Librarian from Pensacola, Florida

Lucia Madeline Tryon (November 22, 1903 – November 30, 2000) was an American librarian, who led the formation of the first public library in the city of Pensacola.
==Career==
===School librarian===
After earning a library science degree from Emory University, she became the head librarian at Miami Edison High School.
===Pensacola public library service===
====Formation====
Tryon was later hired by the city of Pensacola to convert the Old Christ Church in historic Seville Square into the city’s first public library. On February 15th, 1938, the library opened its doors. And with a budget of only one hundred dollars, they began with 3,352 books.
====Development====
During her time at the helm of Pensacola’s free library system, Tryon guided it through many changes, including the construction of (and move to) the main library’s current building on Gregory Street in 1957, and an expansion of that building ten years later.

She oversaw the establishment of the Alice S. Williams Branch Library to serve the city’s Black community during the time of racial segregation. This branch ultimately merged with their downtown branch, the Pensacola Public Library.

Tryon was particularly proud of initiating the system’s first Bookmobile program in 1963, which made the library's resources more accessible to residents in outlying rural areas. After her thirty years of service, the library had grown twenty times its size.
====Retirement====
On her 65th birthday in 1968, Tryon was forced to retire from her position as chief librarian and described the memory to colleagues as, “the saddest day of her life.” She continued involvement with the library as a member of the Friends of the Pensacola Public Library as long as her health would allow. She died on November 30, 2000 at the age of 97.
==Recognition==
In 1990, the system’s Northeast Branch Library was renamed in her honor the Lucia M. Tryon Branch Library.

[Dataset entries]

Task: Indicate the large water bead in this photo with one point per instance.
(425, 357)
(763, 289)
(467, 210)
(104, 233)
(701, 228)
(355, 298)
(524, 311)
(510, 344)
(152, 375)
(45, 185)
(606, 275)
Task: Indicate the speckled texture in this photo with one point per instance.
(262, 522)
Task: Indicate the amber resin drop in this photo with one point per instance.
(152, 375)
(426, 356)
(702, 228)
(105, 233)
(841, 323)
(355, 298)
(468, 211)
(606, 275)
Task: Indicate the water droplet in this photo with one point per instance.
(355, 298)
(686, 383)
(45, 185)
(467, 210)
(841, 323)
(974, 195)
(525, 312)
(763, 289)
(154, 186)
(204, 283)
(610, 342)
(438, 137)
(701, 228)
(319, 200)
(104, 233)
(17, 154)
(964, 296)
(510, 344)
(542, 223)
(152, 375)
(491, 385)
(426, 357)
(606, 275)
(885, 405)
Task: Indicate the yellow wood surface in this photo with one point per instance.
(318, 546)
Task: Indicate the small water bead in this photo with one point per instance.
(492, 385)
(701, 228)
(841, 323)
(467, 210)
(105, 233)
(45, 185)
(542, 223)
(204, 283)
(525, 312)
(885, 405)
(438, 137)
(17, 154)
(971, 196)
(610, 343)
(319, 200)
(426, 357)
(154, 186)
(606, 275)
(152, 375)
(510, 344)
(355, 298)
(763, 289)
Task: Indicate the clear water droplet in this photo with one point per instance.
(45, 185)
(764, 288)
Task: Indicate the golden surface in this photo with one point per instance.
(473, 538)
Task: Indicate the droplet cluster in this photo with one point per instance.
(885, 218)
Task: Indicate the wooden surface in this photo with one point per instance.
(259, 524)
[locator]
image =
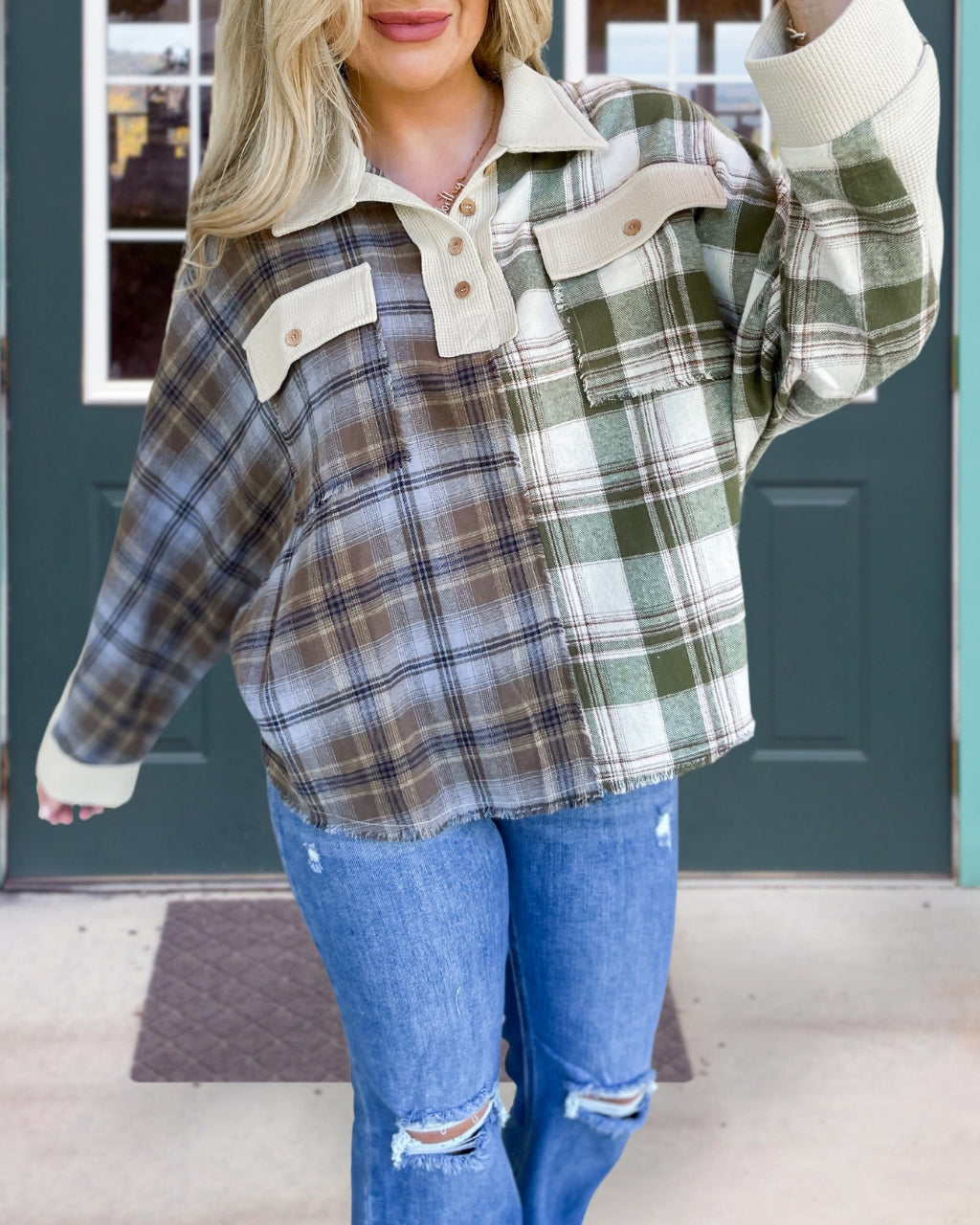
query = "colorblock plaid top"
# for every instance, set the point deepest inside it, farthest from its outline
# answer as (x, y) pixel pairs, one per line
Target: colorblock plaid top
(459, 493)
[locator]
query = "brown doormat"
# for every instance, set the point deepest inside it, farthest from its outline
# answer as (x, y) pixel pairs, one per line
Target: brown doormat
(239, 992)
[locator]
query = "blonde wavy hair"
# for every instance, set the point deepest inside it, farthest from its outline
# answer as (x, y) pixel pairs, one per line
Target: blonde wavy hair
(279, 95)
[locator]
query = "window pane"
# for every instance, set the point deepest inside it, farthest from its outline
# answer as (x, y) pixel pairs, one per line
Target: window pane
(639, 49)
(209, 21)
(141, 283)
(148, 37)
(647, 12)
(148, 168)
(736, 105)
(707, 16)
(205, 117)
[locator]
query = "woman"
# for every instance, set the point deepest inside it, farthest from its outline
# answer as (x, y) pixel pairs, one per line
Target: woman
(462, 381)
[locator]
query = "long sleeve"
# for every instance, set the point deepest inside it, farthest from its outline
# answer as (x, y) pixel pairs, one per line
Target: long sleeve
(831, 271)
(205, 515)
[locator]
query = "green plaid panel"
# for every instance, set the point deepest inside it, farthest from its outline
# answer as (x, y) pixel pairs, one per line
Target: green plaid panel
(643, 392)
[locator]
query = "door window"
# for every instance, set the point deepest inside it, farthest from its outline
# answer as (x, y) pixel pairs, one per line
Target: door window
(148, 69)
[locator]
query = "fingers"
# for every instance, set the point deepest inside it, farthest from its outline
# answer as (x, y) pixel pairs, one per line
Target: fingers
(60, 813)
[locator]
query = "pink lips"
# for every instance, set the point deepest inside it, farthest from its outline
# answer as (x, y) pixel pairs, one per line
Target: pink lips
(411, 25)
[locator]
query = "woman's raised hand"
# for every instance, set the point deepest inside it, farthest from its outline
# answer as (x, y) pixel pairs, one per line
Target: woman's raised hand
(59, 813)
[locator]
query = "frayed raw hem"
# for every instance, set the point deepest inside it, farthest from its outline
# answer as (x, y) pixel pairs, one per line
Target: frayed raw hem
(446, 1155)
(370, 831)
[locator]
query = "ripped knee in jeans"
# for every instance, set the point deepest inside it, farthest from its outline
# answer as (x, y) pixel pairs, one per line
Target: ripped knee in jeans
(613, 1107)
(449, 1140)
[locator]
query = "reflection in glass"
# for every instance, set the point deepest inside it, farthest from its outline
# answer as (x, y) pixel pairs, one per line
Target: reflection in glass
(600, 12)
(209, 21)
(141, 49)
(738, 105)
(148, 168)
(148, 10)
(141, 283)
(641, 49)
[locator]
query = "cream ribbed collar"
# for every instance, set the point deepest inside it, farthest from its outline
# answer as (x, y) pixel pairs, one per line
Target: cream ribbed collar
(538, 115)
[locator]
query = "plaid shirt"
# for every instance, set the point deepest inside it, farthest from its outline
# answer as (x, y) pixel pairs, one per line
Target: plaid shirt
(459, 493)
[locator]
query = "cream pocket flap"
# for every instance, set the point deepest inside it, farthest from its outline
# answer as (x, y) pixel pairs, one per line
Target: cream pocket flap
(304, 319)
(631, 213)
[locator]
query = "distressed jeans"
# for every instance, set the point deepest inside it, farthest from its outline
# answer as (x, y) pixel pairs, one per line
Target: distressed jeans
(554, 930)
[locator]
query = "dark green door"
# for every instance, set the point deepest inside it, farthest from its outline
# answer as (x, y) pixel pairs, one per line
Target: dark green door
(845, 549)
(845, 536)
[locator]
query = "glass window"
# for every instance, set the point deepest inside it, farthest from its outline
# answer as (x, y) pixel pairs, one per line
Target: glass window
(692, 47)
(147, 73)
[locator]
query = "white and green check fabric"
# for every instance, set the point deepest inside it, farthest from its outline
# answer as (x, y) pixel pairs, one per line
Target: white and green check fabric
(477, 552)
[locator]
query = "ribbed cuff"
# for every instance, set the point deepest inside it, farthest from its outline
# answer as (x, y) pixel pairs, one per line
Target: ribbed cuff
(858, 65)
(73, 782)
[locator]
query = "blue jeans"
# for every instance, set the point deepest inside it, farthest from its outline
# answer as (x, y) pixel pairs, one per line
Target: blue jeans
(559, 925)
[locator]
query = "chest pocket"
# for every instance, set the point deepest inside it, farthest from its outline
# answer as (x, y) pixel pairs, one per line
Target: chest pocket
(318, 355)
(631, 287)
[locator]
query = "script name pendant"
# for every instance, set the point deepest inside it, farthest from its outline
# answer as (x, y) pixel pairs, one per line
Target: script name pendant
(449, 196)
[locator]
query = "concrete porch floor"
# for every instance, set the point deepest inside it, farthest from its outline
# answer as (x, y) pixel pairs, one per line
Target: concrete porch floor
(834, 1027)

**Task prompt**:
According to the text about librarian Lucia Madeline Tryon, how many books did Pensacola's first public library begin with?

**Exercise response**:
3,352 books.